• Deine Aufgabe
Prüfe, ob jede der folgenden Aussagen mit dem Text über Sean Connery übereinstimmt, und antworte jeweils mit Ja oder Nein samt den entscheidenden Worten des Textes als wörtlichem Zitat. 1. Sean Connery starb am 31. Oktober 2020. 2. Servus TV zeigte den Film am 23. Jänner 2021. 3. „Liebesgrüße aus Moskau“ ist der erste Bond-Film mit Connery.

• Vorliegender Text
....
Film

Fernsehnostalgie – Rotwein zu Fisch?

Am 31. Oktober 2020 verstarb Sean Connery und ich hätte nicht unbedingt mitbekommen, dass man den Abgang dieses großen Schauspielers ausgiebig damit gewürdigt hätte, indem sein Filmschaffen „in memoriam“ reichlich Fernsehprogrammplätze zugeteilt erhalten hätte.

Umso erfreulicher war darum der Umstand, dass Servus TV im Rahmen seines „Bondsamstags“ (23. Jänner 2021, 20:15 Uhr) den wohl besten Bond-Film mit Connery, den zweiten aus dem Jahr 1963, nämlich „Liebesgrüße aus Moskau“ wiederholte.
....
• Aufgeführte Zeilen
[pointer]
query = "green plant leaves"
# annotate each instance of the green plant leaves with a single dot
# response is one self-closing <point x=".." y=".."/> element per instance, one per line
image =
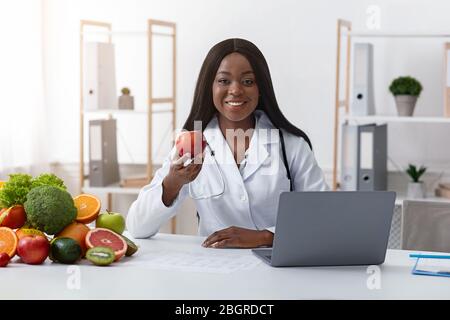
<point x="405" y="86"/>
<point x="415" y="173"/>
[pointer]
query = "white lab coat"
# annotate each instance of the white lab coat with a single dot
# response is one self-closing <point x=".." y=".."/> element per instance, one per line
....
• Ergebnis
1. Ja: „Am 31. Oktober 2020 verstarb Sean Connery“
2. Ja: „23. Jänner 2021, 20:15 Uhr“
3. Nein: „den zweiten aus dem Jahr 1963“